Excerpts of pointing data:
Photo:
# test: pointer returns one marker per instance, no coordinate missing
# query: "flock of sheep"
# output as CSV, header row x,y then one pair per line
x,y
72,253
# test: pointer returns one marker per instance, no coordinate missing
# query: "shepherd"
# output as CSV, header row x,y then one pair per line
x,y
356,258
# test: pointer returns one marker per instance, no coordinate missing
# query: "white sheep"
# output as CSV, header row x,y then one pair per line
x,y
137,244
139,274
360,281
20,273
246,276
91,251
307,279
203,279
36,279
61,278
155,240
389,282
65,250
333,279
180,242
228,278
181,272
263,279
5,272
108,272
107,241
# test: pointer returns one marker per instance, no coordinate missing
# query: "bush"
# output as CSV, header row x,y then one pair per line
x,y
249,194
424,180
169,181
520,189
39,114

TASK INSTRUCTIONS: Restate each of the entries above verbatim.

SOLUTION TO THIS EXERCISE:
Photo:
# test: pointer returns one marker per instance, no coordinate missing
# query: "flock of sheep"
# output as CSV, header row x,y then one pair per line
x,y
72,253
# test: pointer returns one marker per instance, no coordinate missing
# query: "shepherd"
# output as CSV, header row x,y then one pair per line
x,y
356,258
# test: pointer returns one marker per instance, no coordinate missing
# query: "white sheep"
# output as CSV, header row x,y then one pair per line
x,y
137,244
139,274
360,281
20,273
246,276
91,251
307,279
203,279
36,279
61,278
155,240
389,282
65,250
333,279
180,242
228,278
181,272
263,279
5,272
108,272
107,241
# test: pointer returns one marker per instance, no coordinate missing
# query: "bush"
# output as CSV, header row x,y then one pair per line
x,y
249,194
424,180
169,181
520,189
39,114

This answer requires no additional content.